Bounding-box records
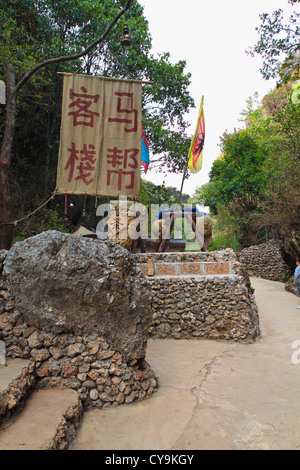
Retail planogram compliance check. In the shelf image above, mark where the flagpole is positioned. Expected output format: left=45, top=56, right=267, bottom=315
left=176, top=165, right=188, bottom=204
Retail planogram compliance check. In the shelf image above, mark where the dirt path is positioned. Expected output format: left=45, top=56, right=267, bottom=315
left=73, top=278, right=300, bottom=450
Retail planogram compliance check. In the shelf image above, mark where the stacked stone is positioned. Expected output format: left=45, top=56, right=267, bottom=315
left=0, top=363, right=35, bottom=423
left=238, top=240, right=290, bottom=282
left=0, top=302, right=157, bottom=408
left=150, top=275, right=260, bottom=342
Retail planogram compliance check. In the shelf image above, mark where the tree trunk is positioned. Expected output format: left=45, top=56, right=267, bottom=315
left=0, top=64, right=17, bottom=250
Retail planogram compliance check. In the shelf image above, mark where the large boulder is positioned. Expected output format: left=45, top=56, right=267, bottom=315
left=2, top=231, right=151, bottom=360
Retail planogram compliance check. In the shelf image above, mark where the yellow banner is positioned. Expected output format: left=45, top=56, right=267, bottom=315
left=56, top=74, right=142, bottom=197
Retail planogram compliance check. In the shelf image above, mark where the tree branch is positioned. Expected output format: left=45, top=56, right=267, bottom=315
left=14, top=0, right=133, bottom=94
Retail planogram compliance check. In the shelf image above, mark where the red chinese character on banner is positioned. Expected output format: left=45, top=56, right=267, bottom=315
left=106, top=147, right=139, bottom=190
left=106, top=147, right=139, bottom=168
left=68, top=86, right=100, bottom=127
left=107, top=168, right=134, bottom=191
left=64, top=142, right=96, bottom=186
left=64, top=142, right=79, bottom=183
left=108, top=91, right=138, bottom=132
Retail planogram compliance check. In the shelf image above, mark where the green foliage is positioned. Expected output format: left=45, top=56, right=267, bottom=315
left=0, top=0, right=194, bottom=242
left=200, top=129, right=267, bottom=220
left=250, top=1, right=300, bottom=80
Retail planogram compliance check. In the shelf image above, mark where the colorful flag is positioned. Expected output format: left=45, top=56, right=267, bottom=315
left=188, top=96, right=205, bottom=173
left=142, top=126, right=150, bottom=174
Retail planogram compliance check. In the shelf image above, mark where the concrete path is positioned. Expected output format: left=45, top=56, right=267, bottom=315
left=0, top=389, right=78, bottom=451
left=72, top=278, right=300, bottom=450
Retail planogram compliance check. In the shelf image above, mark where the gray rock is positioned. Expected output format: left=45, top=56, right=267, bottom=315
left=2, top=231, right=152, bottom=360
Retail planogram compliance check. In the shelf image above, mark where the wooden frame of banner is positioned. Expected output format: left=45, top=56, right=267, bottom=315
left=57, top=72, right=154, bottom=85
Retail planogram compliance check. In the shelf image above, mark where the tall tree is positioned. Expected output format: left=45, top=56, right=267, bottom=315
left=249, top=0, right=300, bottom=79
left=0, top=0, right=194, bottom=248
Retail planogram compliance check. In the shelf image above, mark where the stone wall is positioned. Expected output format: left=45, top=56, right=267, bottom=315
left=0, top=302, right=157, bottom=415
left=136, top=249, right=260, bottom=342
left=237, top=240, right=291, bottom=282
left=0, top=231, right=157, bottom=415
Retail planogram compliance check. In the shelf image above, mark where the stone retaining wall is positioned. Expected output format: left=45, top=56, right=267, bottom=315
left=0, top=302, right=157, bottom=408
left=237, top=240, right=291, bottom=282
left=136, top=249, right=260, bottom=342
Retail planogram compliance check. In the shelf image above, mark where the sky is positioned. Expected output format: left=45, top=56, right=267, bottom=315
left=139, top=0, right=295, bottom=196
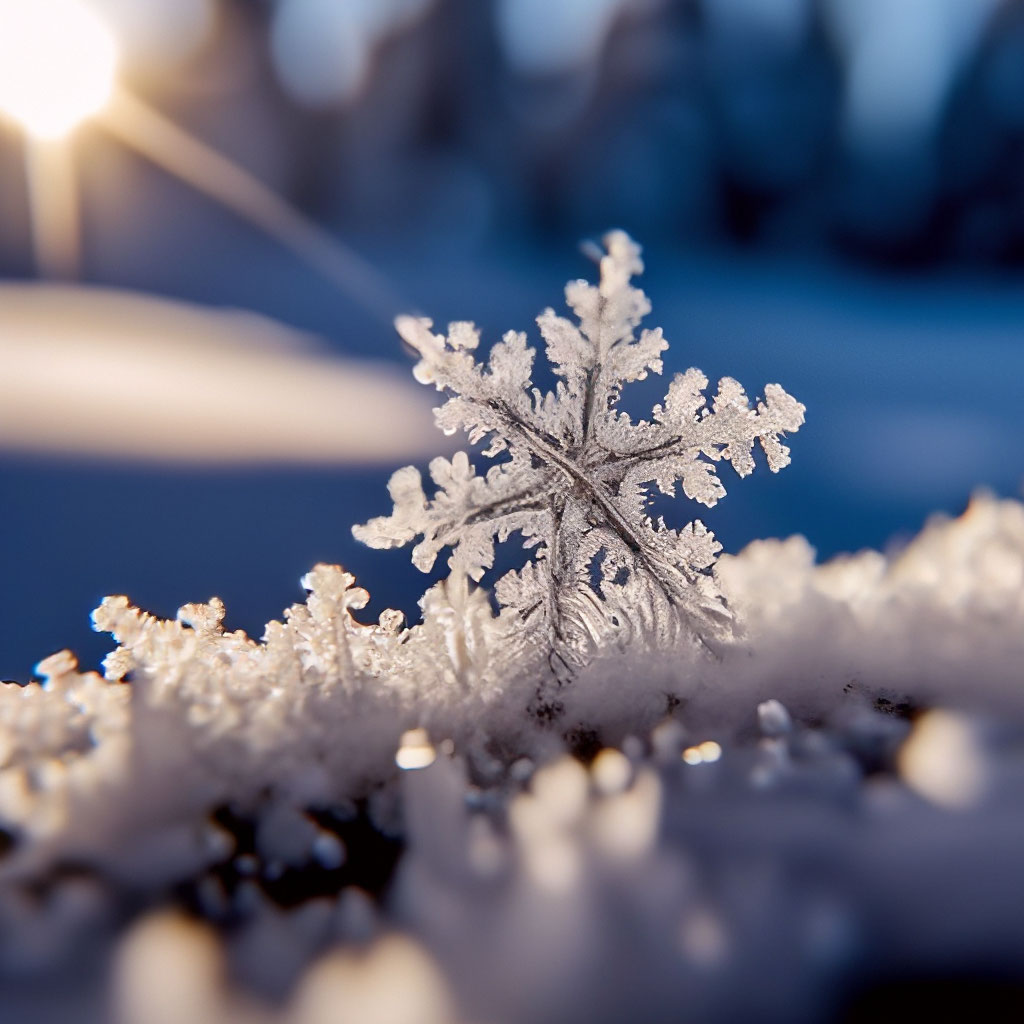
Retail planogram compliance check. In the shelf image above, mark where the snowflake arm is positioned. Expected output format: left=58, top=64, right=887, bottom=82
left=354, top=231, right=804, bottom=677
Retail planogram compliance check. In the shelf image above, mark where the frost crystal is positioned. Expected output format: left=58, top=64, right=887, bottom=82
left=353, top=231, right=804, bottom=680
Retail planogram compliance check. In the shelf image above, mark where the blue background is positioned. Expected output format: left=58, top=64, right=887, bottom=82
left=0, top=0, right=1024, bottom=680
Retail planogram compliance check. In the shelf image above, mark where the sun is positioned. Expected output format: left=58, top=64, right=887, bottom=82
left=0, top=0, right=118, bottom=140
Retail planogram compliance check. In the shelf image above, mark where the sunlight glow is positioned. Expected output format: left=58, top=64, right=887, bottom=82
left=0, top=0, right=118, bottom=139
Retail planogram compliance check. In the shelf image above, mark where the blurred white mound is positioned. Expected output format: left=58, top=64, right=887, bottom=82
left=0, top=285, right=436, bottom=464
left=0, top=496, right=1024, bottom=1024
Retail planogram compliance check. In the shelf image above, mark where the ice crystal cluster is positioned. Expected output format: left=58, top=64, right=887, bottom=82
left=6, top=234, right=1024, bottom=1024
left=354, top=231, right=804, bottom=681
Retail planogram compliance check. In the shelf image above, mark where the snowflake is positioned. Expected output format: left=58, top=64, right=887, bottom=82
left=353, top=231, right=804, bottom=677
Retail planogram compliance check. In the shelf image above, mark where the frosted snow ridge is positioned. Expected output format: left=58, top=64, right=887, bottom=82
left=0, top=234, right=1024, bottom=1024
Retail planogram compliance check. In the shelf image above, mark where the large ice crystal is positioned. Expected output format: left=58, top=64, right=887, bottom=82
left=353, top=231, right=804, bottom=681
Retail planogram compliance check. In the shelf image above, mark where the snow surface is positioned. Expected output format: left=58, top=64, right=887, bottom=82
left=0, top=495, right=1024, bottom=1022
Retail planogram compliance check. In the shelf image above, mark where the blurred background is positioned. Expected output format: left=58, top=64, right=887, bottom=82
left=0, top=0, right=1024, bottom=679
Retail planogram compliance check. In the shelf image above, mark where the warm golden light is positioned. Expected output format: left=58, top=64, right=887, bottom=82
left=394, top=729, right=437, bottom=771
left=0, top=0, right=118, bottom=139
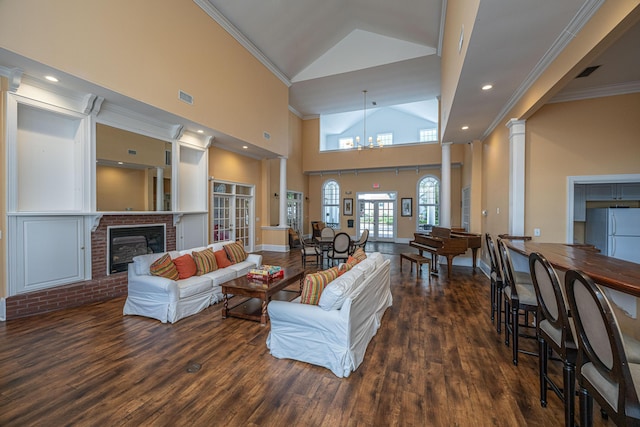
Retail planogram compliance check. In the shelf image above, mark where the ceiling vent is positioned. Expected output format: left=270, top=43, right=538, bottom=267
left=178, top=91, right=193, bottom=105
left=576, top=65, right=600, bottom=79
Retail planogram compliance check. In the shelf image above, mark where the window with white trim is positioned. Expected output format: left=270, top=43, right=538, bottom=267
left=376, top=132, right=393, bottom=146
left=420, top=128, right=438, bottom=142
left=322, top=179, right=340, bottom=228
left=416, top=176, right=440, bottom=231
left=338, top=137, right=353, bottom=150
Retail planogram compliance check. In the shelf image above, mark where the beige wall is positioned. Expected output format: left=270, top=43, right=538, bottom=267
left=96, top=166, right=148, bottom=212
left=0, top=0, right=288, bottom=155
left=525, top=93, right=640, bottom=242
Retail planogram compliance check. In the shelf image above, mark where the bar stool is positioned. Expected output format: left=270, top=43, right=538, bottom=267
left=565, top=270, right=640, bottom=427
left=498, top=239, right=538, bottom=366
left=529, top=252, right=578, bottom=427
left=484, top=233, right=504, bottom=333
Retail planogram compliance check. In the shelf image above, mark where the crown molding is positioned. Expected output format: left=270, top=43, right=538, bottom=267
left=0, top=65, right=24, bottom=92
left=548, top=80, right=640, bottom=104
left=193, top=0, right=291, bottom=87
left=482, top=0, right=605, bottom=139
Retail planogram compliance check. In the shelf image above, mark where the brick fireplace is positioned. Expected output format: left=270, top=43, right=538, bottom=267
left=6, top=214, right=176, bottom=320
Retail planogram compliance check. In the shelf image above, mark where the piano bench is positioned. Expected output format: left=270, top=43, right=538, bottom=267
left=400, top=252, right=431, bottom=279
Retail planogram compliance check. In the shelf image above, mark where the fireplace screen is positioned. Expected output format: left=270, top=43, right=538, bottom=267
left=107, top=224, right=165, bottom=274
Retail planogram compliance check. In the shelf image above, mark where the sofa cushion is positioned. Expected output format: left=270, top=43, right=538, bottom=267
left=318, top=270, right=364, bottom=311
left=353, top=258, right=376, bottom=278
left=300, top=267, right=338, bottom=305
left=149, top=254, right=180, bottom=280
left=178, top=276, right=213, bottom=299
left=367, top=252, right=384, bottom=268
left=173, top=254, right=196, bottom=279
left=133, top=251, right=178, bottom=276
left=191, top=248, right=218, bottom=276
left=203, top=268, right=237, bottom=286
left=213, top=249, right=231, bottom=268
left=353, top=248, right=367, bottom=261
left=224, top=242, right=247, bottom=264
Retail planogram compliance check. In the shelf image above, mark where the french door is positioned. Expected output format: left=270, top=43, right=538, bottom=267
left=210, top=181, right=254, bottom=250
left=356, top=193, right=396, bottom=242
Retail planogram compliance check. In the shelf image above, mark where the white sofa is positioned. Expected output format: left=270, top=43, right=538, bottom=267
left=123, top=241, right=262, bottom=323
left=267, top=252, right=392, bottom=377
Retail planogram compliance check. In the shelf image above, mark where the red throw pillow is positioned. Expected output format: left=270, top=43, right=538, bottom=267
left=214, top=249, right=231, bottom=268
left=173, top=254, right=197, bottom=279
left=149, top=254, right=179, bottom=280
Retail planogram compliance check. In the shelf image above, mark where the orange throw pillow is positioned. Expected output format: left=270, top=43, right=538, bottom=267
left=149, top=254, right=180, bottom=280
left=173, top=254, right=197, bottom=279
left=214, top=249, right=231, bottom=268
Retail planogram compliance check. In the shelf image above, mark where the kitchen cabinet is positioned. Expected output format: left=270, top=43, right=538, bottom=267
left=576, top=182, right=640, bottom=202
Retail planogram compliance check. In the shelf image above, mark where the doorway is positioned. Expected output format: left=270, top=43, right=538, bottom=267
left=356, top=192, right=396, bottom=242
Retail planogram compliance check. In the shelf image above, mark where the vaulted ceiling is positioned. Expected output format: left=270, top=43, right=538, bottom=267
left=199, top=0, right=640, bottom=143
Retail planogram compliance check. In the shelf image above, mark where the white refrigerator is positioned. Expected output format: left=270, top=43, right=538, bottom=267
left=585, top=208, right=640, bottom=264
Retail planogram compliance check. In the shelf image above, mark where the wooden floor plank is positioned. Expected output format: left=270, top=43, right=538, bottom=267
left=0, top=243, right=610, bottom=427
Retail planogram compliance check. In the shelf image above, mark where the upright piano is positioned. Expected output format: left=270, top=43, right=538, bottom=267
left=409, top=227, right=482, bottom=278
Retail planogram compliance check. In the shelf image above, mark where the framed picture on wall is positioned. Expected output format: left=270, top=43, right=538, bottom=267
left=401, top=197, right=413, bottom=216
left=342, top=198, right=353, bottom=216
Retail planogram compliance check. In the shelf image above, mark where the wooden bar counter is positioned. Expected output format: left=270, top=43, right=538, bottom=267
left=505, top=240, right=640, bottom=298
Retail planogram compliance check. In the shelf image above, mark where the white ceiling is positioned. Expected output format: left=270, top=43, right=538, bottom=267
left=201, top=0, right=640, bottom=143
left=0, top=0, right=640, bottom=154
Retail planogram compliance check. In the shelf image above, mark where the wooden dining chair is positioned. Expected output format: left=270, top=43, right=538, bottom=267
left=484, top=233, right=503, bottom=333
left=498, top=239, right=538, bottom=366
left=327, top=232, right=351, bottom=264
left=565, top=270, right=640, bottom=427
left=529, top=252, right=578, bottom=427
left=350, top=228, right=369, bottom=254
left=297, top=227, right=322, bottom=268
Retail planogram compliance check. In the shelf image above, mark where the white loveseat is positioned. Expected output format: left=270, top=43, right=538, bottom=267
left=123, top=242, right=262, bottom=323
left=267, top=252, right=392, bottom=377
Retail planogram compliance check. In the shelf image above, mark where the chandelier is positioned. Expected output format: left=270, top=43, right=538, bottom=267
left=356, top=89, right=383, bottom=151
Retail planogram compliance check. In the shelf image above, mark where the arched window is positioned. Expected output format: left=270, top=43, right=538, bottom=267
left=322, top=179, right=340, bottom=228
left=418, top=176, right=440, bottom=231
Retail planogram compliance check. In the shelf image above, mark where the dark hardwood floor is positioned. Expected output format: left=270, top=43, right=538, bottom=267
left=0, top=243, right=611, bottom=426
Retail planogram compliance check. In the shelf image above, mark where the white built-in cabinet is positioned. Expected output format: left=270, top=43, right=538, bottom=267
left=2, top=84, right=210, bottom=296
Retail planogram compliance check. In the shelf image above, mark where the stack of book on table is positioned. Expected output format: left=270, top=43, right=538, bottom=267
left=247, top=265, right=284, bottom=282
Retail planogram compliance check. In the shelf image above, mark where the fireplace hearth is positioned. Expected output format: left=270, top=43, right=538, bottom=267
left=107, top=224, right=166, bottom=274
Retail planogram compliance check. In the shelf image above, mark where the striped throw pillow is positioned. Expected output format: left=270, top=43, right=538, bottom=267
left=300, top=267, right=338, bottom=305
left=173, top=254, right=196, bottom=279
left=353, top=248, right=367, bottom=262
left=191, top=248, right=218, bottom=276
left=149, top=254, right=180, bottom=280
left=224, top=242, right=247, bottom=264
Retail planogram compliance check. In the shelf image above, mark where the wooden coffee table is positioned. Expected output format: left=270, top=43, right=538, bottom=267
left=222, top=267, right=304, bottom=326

▶ Task instructions
Switch "snow surface" to "frozen ground" in everything from the line containing "the snow surface" down to the line containing "left=0, top=495, right=1024, bottom=1022", and write out only those lines with nothing else changed.

▶ Solution to the problem
Retail planogram compliance check. In the shelf image above, mark where the frozen ground is positioned. Expected output format: left=58, top=64, right=887, bottom=82
left=0, top=495, right=1024, bottom=1022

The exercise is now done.